## Problem a
Reproduce the passage on the blast furnace apparatus word for word.

## Passage given
○ ○ ○
Winch 66 operates reversibly to extend and retract steel cable 60 to cause elongated pipe 40 to move vertically with hook 58 between an upper limit 21 U and on a lower limit 21 D. Also, means is provided to reciprocate the bracket 30 relative to the vertical pivot bearing 32 carried on pedestal 28 to pivot the elongated pipe 40 over an angle of at approximately 90 degrees or slightly more to enable the inner end of elongated pipe 40 to scan a quadrant of the interior surface 18, the center of which is defined by a vertical plane passing through the diameter of the horizontal cross-section of the blast furnace at the level of sills 26.
The apparatus just described is used whenever an inspection of a blast furnace shows that a part of the interior wall has become eroded. The portion of the interior wall most likely to be eroded is a band extending circumferentially of the interior surface from a lower level about 5 feet above the mantle 12 to an upper level approximately 20 feet above the mantle. Therefore, the location of the sills 26 at approximately 10 feet above the level of the mantle is most suitable to practice the present invention.
○ ○ ○
## Problem b
Rewrite the records starting at their first line and ending at the line containing "Segment each instance", replacing "airline logo" with "brand emblem" and leaving everything else unchanged.
○ ○ ○
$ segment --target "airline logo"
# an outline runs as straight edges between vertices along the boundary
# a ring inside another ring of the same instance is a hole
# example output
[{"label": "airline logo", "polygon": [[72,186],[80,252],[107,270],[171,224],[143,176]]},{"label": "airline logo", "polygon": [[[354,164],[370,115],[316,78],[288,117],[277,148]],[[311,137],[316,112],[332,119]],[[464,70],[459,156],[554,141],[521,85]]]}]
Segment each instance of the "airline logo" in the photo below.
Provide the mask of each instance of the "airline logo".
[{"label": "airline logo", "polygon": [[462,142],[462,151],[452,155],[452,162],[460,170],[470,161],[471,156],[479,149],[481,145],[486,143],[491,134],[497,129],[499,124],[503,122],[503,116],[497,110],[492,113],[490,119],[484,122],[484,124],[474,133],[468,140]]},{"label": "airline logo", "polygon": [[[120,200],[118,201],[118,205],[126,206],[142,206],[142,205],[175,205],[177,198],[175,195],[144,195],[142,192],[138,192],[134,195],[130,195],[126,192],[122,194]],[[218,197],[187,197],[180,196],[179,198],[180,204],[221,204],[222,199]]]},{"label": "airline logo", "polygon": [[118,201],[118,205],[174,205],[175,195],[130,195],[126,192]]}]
○ ○ ○
## Worked answer a
Winch 66 operates reversibly to extend and retract steel cable 60 to cause elongated pipe 40 to move vertically with hook 58 between an upper limit 21 U and on a lower limit 21 D. Also, means is provided to reciprocate the bracket 30 relative to the vertical pivot bearing 32 carried on pedestal 28 to pivot the elongated pipe 40 over an angle of at approximately 90 degrees or slightly more to enable the inner end of elongated pipe 40 to scan a quadrant of the interior surface 18, the center of which is defined by a vertical plane passing through the diameter of the horizontal cross-section of the blast furnace at the level of sills 26.
The apparatus just described is used whenever an inspection of a blast furnace shows that a part of the interior wall has become eroded. The portion of the interior wall most likely to be eroded is a band extending circumferentially of the interior surface from a lower level about 5 feet above the mantle 12 to an upper level approximately 20 feet above the mantle. Therefore, the location of the sills 26 at approximately 10 feet above the level of the mantle is most suitable to practice the present invention.

## Worked answer b
$ segment --target "brand emblem"
# an outline runs as straight edges between vertices along the boundary
# a ring inside another ring of the same instance is a hole
# example output
[{"label": "brand emblem", "polygon": [[72,186],[80,252],[107,270],[171,224],[143,176]]},{"label": "brand emblem", "polygon": [[[354,164],[370,115],[316,78],[288,117],[277,148]],[[311,137],[316,112],[332,119]],[[464,70],[459,156],[554,141],[521,85]]]}]
Segment each instance of the "brand emblem" in the photo below.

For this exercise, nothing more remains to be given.